## To do
Reproduce the lines of the records below, beginning with the line containing "Target: striped long-sleeve shirt" and continuing through the end of the records. Include both the first and last lines of that span.

[Records from a dataset]
════

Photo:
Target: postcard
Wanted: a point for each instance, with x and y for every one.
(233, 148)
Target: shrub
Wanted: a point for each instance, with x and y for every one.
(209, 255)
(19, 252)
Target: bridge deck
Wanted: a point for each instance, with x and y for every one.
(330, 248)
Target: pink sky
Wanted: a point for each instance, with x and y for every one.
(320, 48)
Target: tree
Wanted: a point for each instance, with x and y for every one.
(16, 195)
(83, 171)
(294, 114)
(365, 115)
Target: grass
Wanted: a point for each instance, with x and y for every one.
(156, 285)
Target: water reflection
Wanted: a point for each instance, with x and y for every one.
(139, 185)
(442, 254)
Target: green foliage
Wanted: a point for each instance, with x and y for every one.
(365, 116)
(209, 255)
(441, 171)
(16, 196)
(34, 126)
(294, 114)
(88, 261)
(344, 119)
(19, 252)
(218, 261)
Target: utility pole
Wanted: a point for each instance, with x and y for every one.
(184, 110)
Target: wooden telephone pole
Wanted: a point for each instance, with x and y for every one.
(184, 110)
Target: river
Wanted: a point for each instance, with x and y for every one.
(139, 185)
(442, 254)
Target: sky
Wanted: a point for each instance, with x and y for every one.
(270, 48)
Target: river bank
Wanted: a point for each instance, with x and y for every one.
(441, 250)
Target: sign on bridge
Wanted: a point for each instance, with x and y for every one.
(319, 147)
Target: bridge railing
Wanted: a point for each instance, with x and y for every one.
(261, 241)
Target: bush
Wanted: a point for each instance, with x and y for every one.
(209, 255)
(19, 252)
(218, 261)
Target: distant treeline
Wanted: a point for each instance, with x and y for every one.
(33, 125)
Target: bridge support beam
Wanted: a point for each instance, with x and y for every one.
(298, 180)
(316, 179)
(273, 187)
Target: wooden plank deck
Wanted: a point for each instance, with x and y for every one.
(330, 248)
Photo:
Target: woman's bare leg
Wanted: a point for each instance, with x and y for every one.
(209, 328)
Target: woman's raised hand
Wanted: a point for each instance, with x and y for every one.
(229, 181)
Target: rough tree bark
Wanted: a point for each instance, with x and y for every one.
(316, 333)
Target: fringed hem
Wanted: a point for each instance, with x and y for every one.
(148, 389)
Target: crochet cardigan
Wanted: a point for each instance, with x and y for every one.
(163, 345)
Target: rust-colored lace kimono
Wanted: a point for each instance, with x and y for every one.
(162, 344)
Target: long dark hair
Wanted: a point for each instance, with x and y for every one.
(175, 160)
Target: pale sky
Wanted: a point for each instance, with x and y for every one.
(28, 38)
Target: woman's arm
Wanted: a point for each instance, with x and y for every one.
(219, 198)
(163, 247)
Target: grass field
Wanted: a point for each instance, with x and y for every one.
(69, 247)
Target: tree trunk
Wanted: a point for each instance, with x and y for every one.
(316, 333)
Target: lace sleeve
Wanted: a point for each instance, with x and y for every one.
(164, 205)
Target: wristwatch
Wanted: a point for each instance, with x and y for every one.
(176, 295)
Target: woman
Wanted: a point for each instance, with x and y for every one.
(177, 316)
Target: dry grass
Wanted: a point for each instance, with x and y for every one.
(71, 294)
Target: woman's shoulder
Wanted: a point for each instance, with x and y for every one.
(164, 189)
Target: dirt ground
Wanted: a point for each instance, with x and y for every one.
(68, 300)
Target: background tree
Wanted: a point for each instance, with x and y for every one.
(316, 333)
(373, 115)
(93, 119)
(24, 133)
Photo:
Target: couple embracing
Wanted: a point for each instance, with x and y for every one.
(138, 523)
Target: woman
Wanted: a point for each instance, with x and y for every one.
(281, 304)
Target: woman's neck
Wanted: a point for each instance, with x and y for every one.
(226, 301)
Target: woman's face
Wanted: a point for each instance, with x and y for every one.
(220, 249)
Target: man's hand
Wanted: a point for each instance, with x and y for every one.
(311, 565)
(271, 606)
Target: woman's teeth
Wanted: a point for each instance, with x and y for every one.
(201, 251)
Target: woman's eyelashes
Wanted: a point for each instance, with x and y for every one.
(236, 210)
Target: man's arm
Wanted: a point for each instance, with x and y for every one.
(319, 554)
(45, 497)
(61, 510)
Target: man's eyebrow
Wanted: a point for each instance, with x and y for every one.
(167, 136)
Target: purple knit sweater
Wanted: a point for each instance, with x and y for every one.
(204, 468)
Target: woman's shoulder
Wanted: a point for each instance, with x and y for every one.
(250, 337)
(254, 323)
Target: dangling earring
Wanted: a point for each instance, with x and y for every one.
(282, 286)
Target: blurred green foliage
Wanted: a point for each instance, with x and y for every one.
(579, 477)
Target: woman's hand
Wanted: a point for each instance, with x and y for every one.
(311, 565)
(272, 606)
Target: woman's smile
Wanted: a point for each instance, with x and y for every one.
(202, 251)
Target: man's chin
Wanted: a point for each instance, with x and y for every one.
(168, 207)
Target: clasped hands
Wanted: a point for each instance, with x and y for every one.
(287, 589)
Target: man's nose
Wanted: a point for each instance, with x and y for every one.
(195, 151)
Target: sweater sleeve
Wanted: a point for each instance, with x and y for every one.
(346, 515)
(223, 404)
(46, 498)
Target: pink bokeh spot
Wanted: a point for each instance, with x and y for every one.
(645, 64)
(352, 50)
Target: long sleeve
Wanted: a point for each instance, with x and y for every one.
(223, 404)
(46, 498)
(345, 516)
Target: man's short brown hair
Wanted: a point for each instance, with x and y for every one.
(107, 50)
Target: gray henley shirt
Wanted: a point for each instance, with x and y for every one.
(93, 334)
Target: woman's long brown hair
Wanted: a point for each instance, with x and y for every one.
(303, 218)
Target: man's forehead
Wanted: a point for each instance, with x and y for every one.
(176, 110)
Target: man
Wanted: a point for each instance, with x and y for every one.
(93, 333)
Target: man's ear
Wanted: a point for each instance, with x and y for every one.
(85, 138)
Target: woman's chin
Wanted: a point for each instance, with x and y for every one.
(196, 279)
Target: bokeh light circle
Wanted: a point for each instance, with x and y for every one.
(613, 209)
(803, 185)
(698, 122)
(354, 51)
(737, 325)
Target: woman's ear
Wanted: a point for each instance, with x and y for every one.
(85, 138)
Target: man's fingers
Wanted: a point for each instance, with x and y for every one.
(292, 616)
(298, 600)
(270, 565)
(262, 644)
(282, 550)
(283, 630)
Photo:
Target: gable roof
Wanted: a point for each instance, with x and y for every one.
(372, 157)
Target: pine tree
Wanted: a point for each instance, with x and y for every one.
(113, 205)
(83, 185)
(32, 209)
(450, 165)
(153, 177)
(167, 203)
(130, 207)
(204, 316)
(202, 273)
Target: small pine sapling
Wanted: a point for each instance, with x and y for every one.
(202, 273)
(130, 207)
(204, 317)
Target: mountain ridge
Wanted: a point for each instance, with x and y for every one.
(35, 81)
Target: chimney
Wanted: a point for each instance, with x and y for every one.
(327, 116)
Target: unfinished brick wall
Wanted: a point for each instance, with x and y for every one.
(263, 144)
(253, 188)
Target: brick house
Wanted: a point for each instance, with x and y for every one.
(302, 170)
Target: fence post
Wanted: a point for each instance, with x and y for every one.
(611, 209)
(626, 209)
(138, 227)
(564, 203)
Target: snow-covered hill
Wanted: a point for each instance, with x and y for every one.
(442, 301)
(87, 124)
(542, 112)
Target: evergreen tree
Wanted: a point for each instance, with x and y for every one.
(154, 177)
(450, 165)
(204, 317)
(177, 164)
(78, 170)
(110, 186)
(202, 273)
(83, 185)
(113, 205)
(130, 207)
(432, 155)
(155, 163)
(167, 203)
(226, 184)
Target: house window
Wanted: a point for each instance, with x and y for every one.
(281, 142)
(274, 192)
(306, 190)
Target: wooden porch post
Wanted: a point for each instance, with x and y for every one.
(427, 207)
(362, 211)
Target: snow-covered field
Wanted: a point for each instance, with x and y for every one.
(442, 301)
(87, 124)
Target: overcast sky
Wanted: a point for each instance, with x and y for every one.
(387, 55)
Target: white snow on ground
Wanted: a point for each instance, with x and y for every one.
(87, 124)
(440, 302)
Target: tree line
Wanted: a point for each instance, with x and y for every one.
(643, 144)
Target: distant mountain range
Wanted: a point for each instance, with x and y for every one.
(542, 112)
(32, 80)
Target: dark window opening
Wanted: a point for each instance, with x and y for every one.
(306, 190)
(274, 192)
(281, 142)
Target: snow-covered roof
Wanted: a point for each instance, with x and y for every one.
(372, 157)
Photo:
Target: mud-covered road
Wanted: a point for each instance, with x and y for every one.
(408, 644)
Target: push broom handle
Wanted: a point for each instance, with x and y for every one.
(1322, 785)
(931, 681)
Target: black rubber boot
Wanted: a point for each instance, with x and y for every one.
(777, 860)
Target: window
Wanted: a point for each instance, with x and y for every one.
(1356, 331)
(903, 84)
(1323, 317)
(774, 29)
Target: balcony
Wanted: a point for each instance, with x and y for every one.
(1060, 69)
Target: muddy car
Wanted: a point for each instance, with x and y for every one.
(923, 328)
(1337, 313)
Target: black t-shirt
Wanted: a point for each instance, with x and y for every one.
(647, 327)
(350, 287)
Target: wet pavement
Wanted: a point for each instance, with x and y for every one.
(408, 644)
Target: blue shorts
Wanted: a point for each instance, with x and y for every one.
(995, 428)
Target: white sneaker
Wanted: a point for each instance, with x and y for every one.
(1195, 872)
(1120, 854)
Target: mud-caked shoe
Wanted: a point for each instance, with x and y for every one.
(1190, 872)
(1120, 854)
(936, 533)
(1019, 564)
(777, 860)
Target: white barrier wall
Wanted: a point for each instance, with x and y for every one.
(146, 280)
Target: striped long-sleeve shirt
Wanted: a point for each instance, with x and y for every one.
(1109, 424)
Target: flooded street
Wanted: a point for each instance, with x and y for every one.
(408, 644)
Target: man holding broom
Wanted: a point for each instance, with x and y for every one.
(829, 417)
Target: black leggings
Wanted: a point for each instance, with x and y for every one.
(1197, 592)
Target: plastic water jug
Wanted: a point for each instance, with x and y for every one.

════

## Exercise solution
Target: striped long-sleeve shirt
Wanted: a point for each instance, with x and y for every one.
(1109, 424)
Target: flooded street
Wanted: a point for each instance, with x and y for every one.
(408, 644)
Target: man holding broom
Wanted: a point for each instance, with x and y for every one.
(829, 417)
Target: black leggings
Wanted: a point for each instance, with x and y for every one.
(1197, 592)
Target: plastic water jug
Wanted: a point for each instance, with x and y for every one.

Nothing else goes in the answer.